Records to use Start Marker
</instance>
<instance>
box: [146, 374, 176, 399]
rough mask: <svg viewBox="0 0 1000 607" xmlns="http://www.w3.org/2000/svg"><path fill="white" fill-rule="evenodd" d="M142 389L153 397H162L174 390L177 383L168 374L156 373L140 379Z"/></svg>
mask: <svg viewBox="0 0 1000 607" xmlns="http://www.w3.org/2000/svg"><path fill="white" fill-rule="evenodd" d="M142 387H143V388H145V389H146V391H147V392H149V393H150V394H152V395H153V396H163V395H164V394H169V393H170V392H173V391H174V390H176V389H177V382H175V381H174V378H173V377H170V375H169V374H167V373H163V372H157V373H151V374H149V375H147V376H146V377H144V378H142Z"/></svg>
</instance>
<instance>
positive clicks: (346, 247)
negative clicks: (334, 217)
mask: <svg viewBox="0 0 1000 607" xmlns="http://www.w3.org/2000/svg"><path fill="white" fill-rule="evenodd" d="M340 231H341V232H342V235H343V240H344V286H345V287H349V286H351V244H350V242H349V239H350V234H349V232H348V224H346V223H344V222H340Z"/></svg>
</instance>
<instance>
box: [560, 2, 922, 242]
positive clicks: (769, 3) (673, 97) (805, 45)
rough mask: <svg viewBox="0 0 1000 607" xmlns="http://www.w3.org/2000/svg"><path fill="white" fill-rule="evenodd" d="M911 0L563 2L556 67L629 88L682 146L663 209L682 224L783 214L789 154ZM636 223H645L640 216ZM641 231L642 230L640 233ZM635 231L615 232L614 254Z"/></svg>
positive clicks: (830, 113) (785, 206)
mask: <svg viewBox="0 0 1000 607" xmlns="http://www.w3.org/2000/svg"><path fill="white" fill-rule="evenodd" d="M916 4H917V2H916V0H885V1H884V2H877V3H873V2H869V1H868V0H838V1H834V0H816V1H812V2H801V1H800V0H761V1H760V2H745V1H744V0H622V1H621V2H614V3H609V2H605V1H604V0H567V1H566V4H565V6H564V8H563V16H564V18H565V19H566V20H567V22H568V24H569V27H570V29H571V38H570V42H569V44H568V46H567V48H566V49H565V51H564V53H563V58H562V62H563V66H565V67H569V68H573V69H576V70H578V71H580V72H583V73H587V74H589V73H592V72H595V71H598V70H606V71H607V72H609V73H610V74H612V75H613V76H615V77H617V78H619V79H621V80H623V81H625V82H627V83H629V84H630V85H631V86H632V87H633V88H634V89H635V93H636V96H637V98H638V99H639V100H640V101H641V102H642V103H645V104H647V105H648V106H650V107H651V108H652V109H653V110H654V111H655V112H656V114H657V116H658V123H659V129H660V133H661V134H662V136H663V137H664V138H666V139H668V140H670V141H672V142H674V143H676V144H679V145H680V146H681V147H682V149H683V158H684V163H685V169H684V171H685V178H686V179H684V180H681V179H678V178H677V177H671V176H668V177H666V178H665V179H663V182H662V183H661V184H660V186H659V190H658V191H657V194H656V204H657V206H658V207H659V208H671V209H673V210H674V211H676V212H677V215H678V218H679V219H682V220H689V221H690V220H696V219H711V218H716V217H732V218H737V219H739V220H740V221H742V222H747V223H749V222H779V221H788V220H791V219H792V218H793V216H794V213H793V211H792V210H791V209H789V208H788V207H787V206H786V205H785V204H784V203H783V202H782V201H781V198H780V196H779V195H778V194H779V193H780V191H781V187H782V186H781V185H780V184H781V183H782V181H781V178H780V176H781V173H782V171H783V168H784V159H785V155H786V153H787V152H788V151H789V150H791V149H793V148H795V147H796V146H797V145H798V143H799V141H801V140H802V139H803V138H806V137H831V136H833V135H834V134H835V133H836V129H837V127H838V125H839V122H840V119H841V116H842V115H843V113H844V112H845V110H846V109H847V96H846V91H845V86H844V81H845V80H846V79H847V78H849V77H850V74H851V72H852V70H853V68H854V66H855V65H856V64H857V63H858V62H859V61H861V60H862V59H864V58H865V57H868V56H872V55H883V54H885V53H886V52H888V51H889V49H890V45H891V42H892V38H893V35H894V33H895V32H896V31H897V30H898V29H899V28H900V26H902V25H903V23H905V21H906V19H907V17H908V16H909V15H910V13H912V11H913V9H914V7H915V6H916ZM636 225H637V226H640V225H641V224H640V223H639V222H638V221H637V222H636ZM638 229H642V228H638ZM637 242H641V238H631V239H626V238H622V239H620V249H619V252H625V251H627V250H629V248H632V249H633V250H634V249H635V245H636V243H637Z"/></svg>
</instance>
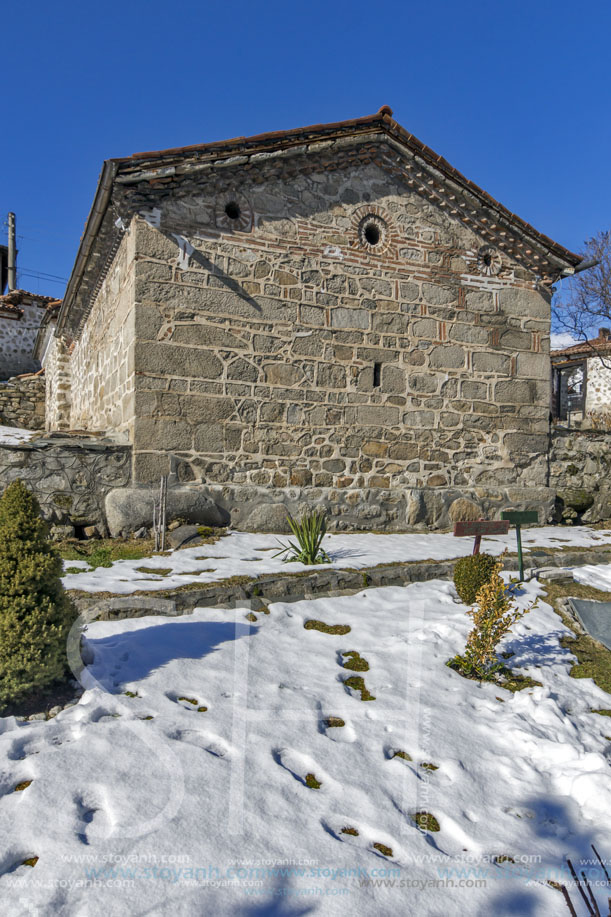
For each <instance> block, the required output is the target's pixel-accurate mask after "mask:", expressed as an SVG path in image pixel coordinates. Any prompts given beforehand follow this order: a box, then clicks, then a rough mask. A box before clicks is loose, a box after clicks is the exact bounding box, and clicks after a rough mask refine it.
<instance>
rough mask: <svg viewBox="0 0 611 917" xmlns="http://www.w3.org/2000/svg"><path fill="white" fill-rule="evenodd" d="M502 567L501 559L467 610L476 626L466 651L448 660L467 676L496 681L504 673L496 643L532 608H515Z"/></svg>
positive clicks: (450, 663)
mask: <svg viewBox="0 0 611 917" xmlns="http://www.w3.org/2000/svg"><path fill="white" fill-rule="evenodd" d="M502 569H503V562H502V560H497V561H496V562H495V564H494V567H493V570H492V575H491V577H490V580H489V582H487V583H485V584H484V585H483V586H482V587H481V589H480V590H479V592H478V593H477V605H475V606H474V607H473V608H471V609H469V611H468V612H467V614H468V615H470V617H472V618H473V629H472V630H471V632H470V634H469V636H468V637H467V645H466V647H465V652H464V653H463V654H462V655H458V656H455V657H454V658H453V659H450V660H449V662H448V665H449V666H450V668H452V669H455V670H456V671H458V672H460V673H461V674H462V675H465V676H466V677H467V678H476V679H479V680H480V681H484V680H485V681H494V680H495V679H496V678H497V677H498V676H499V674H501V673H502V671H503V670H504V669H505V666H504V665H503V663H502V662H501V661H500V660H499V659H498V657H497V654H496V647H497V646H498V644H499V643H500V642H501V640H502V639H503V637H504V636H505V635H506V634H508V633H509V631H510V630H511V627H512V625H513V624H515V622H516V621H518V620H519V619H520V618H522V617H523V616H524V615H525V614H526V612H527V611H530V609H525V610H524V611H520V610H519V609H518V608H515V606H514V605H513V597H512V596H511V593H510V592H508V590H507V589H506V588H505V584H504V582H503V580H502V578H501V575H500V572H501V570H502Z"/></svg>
Records to use End Marker
Records to use Start Marker
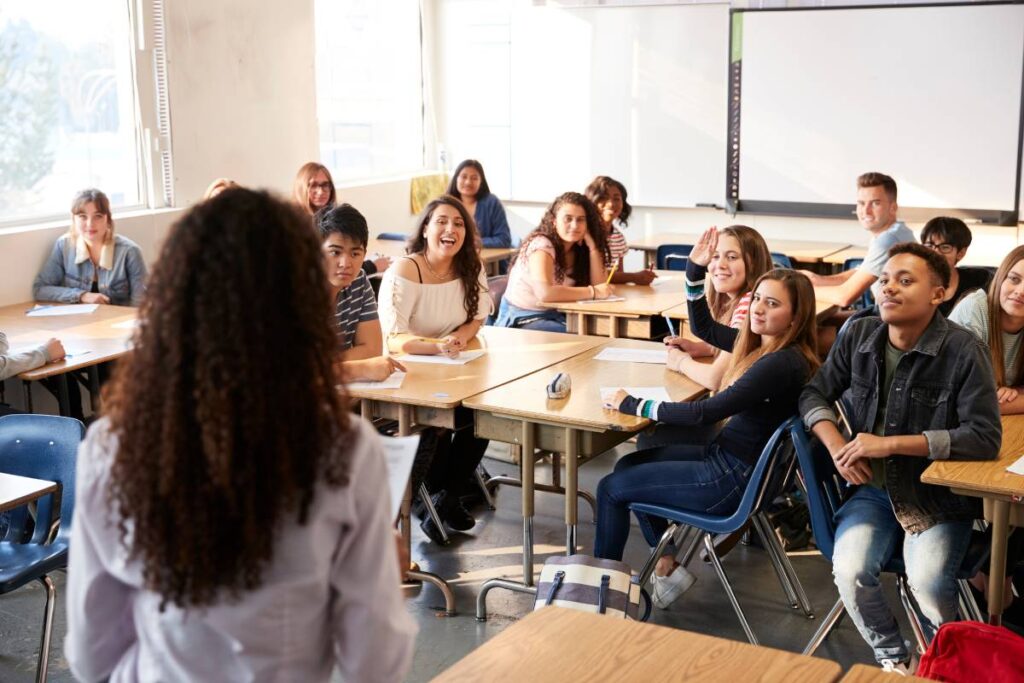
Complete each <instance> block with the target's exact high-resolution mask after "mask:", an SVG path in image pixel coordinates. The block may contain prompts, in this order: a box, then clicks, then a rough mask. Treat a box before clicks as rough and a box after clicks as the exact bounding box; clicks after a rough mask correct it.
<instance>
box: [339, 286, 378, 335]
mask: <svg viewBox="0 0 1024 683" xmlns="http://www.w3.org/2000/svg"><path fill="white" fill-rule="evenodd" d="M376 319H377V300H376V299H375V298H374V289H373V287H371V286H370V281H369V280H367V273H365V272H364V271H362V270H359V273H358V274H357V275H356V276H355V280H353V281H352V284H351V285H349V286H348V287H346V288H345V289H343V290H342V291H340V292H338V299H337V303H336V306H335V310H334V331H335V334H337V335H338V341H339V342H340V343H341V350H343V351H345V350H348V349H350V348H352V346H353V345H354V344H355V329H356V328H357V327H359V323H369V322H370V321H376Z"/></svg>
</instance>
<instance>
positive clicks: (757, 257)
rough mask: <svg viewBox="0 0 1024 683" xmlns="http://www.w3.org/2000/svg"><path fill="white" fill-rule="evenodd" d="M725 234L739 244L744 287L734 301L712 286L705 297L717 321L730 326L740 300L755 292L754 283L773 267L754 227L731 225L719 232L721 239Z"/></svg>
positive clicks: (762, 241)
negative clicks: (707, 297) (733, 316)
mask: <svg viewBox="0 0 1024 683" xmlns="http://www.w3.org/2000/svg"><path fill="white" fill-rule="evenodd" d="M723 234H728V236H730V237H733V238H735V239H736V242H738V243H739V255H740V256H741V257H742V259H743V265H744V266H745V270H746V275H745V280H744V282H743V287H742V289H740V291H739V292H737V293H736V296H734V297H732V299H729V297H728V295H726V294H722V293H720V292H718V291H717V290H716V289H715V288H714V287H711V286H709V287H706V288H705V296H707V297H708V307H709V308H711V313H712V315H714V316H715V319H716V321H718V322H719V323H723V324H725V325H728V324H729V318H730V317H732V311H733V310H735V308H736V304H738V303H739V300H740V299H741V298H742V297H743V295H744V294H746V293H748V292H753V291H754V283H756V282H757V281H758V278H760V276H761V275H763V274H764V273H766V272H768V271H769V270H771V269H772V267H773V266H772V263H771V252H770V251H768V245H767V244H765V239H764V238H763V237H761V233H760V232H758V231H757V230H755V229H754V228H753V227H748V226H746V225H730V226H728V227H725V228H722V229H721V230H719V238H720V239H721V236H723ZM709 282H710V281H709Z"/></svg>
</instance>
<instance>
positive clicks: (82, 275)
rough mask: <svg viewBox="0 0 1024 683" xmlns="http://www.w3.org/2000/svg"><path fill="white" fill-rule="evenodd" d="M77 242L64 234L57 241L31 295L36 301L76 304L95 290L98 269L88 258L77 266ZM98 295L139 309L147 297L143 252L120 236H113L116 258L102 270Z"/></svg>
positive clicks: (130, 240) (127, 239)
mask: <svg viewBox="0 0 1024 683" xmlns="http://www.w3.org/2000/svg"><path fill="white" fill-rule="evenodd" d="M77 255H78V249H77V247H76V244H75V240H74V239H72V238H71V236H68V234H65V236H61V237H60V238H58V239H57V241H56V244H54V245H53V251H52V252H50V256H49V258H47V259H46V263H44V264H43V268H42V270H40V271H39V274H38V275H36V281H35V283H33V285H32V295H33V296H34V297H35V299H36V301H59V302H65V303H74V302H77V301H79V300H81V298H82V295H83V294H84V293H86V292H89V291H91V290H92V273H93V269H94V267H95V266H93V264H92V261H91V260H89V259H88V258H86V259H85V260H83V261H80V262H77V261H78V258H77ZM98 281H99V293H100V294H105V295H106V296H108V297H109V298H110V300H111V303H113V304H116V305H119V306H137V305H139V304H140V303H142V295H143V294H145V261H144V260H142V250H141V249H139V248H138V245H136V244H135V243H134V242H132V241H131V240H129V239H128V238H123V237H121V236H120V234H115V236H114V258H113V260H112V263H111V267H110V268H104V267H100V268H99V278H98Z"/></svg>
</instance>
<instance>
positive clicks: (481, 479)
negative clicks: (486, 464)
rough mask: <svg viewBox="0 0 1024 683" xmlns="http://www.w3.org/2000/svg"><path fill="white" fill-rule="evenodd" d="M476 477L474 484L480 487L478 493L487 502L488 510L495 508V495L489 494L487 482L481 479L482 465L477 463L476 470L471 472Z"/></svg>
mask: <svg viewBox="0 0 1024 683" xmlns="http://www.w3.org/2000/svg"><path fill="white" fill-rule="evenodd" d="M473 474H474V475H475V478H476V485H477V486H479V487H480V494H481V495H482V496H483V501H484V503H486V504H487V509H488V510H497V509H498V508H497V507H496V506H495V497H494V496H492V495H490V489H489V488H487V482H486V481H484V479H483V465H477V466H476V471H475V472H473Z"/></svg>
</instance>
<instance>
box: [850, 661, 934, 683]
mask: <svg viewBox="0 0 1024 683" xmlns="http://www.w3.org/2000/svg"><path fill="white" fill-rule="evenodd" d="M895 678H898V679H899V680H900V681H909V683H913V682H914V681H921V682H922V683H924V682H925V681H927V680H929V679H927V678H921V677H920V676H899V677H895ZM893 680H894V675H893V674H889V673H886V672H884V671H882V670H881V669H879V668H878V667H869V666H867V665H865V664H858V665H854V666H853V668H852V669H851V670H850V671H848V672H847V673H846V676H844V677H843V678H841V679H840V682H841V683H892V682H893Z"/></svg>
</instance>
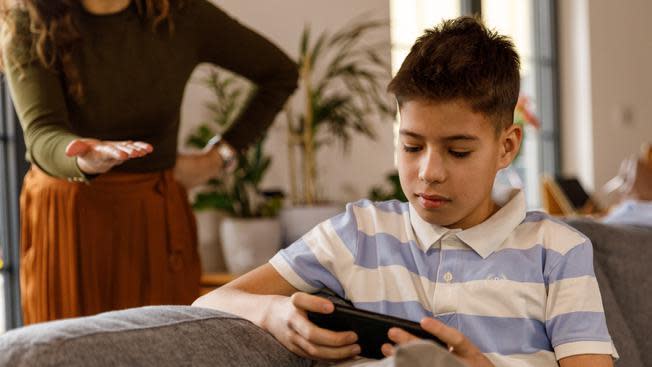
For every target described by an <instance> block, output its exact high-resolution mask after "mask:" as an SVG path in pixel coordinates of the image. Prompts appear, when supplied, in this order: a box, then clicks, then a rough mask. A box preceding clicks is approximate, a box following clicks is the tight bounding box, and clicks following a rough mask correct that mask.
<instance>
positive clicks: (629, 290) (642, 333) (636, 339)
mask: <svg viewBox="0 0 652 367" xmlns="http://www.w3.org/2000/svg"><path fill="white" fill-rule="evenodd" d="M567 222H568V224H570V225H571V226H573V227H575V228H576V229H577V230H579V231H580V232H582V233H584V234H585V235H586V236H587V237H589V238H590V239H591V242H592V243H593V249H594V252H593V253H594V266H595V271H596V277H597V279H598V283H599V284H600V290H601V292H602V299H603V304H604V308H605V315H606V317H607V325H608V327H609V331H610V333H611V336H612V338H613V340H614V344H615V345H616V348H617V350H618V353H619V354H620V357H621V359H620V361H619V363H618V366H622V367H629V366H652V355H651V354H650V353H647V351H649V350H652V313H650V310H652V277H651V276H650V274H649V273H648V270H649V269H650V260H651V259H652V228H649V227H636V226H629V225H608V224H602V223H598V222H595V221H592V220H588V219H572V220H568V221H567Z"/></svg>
Records to use End Marker
● Exercise description: Pull out all lines from the entries above in which the word "after" appears.

● Result below:
For each <instance> block, the required output is the target's pixel-accurate mask after "mask:", expressed as an SVG path in image pixel coordinates. Any prompts given beforehand follow this order: a box, then clicks, then a rough mask. A box before clicks is loose, a box after clicks is the exact bounding box, and clicks after a rough mask refine it.
Complete each <instance> block with the target's exact high-resolution mask after "mask:", an SVG path in image pixel coordinates. The block may contain prompts, in this order: a box, then clicks, then a rough mask. Treat a box before clicks as rough and a box after clicks as the exact bounding box; clicks after a rough mask correct it.
For every target described by an <instance> block, output its exact high-resolution mask after "mask:" as an SVG path in pixel coordinates of the image. Prompts appear, when supplied, in this order: a box, then clicks, then a rough mask. A box preceding clicks is approximate, a box following clicks is the tight bounding box, and clicks following a rough mask correct that mask.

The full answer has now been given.